### WHAT NEEDS TO BE DONE
Copy out the data below. Keep every word as it is.

[PROVIDED RECORDS Boundary: Start]

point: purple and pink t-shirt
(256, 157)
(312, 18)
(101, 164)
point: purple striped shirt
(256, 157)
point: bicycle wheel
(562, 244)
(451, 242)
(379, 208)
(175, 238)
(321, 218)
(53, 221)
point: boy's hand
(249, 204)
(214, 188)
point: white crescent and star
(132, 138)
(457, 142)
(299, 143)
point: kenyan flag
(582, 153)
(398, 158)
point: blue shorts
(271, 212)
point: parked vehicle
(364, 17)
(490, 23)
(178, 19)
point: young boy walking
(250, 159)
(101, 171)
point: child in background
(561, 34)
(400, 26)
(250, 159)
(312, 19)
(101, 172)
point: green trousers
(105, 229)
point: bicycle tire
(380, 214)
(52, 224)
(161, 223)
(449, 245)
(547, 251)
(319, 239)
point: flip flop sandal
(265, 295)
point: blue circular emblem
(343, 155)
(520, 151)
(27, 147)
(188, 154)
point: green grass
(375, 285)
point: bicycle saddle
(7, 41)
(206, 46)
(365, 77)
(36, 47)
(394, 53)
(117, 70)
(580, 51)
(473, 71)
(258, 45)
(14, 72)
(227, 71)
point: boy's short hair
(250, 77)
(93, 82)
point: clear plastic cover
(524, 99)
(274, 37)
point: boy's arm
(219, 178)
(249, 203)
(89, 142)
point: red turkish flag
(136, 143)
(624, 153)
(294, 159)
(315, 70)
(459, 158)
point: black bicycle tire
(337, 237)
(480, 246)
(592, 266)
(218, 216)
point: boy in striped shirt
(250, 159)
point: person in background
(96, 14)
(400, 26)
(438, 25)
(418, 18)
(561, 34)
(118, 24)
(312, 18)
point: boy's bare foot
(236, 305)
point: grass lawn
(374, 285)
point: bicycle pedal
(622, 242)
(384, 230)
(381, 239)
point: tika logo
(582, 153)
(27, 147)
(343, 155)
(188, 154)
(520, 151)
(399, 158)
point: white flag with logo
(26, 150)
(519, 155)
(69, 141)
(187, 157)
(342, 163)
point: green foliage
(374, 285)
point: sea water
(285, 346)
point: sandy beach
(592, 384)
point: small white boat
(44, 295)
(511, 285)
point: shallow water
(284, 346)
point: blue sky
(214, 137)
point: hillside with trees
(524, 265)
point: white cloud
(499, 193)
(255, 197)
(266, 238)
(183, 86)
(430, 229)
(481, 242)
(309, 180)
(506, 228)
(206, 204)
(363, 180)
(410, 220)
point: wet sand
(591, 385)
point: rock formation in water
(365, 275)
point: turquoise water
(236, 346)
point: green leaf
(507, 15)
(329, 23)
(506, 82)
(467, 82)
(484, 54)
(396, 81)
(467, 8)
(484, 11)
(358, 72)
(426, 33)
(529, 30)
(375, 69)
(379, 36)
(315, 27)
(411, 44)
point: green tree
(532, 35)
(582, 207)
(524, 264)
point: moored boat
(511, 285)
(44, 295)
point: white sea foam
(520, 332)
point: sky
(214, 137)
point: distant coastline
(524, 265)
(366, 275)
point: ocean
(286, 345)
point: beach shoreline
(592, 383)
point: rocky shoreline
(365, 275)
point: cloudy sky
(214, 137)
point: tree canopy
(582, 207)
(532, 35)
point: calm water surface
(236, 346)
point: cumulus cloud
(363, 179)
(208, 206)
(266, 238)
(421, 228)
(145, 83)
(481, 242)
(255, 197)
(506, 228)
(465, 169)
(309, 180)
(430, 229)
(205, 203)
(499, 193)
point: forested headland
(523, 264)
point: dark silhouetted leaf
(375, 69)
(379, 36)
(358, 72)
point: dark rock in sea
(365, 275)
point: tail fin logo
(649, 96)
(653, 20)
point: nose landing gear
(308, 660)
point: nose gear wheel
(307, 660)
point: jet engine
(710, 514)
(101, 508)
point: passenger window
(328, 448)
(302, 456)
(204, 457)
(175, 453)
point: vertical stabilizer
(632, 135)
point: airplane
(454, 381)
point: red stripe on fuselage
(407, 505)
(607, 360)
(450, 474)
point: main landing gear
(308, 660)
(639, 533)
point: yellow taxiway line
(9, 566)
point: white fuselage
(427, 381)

[PROVIDED RECORDS Boundary: End]

### TASK RESPONSE
point: purple and pink t-shirt
(256, 157)
(312, 18)
(101, 164)
point: purple striped shirt
(256, 157)
point: bicycle wheel
(562, 244)
(451, 242)
(379, 208)
(175, 238)
(321, 218)
(53, 221)
point: boy's hand
(249, 204)
(214, 188)
point: white crescent and star
(132, 138)
(457, 142)
(299, 143)
point: kenyan flag
(582, 153)
(398, 158)
point: blue shorts
(271, 212)
point: parked vehicle
(364, 17)
(490, 23)
(178, 19)
point: young boy walking
(250, 159)
(101, 171)
point: child in background
(561, 34)
(400, 26)
(250, 159)
(312, 19)
(101, 172)
point: green trousers
(105, 229)
point: bicycle tire
(380, 214)
(52, 224)
(161, 223)
(449, 245)
(547, 251)
(319, 239)
point: flip flop sandal
(265, 295)
point: blue circular emblem
(343, 155)
(520, 151)
(27, 147)
(188, 154)
point: green grass
(375, 285)
point: bicycle saddle
(7, 41)
(206, 46)
(365, 77)
(36, 47)
(394, 53)
(117, 70)
(580, 51)
(473, 71)
(258, 45)
(14, 72)
(227, 71)
point: boy's short hair
(250, 77)
(93, 82)
point: clear plastic cover
(524, 99)
(274, 37)
point: boy's arm
(219, 178)
(249, 203)
(89, 142)
point: red turkish flag
(136, 143)
(624, 153)
(294, 159)
(315, 70)
(459, 158)
point: black bicycle tire
(337, 237)
(480, 246)
(592, 266)
(218, 216)
point: boy in striped shirt
(250, 159)
point: person in background
(96, 14)
(400, 26)
(438, 25)
(418, 18)
(561, 34)
(118, 24)
(312, 18)
point: boy's bare foot
(236, 305)
point: grass lawn
(374, 285)
point: bicycle pedal
(622, 242)
(384, 230)
(381, 239)
point: tika logo
(582, 153)
(27, 147)
(343, 155)
(188, 154)
(520, 151)
(399, 158)
point: white flag with logo
(26, 150)
(519, 155)
(69, 141)
(187, 157)
(342, 163)
point: green foliage
(374, 285)
point: sea water
(285, 346)
point: sandy beach
(592, 384)
point: small white boat
(44, 295)
(511, 285)
point: shallow water
(284, 346)
point: blue sky
(214, 137)
point: hillside with trees
(524, 265)
point: white cloud
(499, 193)
(255, 197)
(266, 238)
(183, 86)
(430, 229)
(481, 242)
(309, 180)
(506, 228)
(206, 204)
(363, 180)
(410, 220)
point: wet sand
(591, 385)
point: rock formation in water
(365, 275)
point: turquoise water
(236, 346)
point: green leaf
(507, 15)
(329, 23)
(506, 82)
(467, 82)
(484, 54)
(396, 81)
(467, 8)
(484, 11)
(358, 72)
(426, 33)
(529, 30)
(375, 69)
(379, 36)
(315, 27)
(411, 44)
point: green tree
(532, 35)
(582, 207)
(524, 264)
point: moored boat
(511, 285)
(44, 295)
point: white sea foam
(520, 332)
point: sky
(214, 137)
point: distant coastline
(524, 265)
(366, 275)
point: ocean
(286, 345)
point: beach shoreline
(592, 383)
point: rocky shoreline
(365, 275)
point: cloudy sky
(214, 137)
point: tree canopy
(582, 207)
(532, 35)
point: calm water surface
(236, 346)
point: cumulus cloud
(363, 179)
(208, 206)
(266, 238)
(421, 228)
(145, 83)
(481, 242)
(255, 197)
(506, 228)
(465, 169)
(309, 180)
(430, 229)
(205, 203)
(499, 193)
point: forested headland
(523, 264)
point: dark silhouetted leaf
(375, 69)
(379, 36)
(358, 72)
point: dark rock in sea
(365, 275)
point: tail fin logo
(649, 96)
(653, 20)
point: nose landing gear
(308, 660)
point: nose gear wheel
(307, 660)
point: jet engine
(710, 514)
(101, 508)
point: passenger window
(328, 448)
(302, 456)
(204, 457)
(175, 453)
point: vertical stabilizer
(632, 135)
point: airplane
(454, 381)
point: red stripe on fuselage
(407, 505)
(607, 360)
(450, 474)
point: main landing gear
(308, 660)
(639, 533)
point: yellow taxiway line
(9, 566)
point: white fuselage
(427, 381)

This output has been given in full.